== TASK MATERIAL

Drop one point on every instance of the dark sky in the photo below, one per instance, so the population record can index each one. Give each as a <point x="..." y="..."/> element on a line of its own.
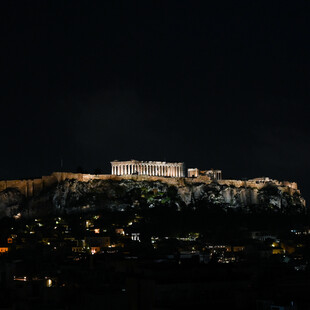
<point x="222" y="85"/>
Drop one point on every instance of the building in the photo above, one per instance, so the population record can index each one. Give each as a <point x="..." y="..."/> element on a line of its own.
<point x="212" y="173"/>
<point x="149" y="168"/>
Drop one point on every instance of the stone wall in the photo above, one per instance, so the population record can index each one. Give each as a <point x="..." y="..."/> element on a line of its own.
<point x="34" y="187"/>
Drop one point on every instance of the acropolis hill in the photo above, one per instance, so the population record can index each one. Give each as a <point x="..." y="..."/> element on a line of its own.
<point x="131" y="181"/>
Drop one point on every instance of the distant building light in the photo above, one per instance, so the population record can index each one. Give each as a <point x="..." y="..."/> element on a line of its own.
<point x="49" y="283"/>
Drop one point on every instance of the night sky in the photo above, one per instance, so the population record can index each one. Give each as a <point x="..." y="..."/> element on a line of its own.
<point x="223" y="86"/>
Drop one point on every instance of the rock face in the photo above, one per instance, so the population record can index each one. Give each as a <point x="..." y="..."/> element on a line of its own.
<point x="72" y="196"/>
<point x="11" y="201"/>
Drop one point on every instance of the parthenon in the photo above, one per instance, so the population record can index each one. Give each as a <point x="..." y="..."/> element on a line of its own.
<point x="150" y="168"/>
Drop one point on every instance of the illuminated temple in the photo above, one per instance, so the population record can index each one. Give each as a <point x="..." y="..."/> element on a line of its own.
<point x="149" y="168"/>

====

WHAT THE TASK REQUIRES
The entries above need to be transcribed exactly, with the images left out.

OUTPUT BELOW
Drop one point on every instance of the dark sky in the photo below, one per instance, so the population record can index each one. Give each as a <point x="..." y="..."/> element on a line of its own.
<point x="222" y="85"/>
Drop one point on every instance of the building in the photo above, one per instance, so the population record can index each one. Give each as a <point x="..." y="..."/> element on a line of its own.
<point x="212" y="173"/>
<point x="149" y="168"/>
Drop one point on every instance of the stone wall in the photo above, one per instance, so the population record can index each one. Give each as a <point x="..." y="..."/> element on a line of its own.
<point x="34" y="187"/>
Drop one point on every instance of the acropolis hill in the photo above, one per instance, so the population record can index each one. Give each as a <point x="..." y="..."/> element on a line of its own.
<point x="131" y="181"/>
Drop one point on every instance of the distant building light in the photo above, one per instance, so the population record can index each one. Give each as a <point x="..." y="..."/> element on a line of its own.
<point x="49" y="283"/>
Drop one point on every instance of the night sky in the photo above, one per instance, so the population record can index each one. Give each as a <point x="..." y="..."/> element on a line of its own.
<point x="223" y="86"/>
Drop one point on every instance of the rock face in the photo above, one per instance, so the population record can index each one. Give each as a <point x="..." y="..."/> element on a line of its own.
<point x="72" y="196"/>
<point x="11" y="201"/>
Drop one point on every instance of the parthenon in the photo above, one per instance, so the population record can index each one. Give each as a <point x="..." y="..."/> element on a line of its own.
<point x="150" y="168"/>
Drop one point on every instance of the illuminated temple in the photo above, one per instance, so the population record can index each one. Give each as a <point x="..." y="..."/> element on a line of its own.
<point x="149" y="168"/>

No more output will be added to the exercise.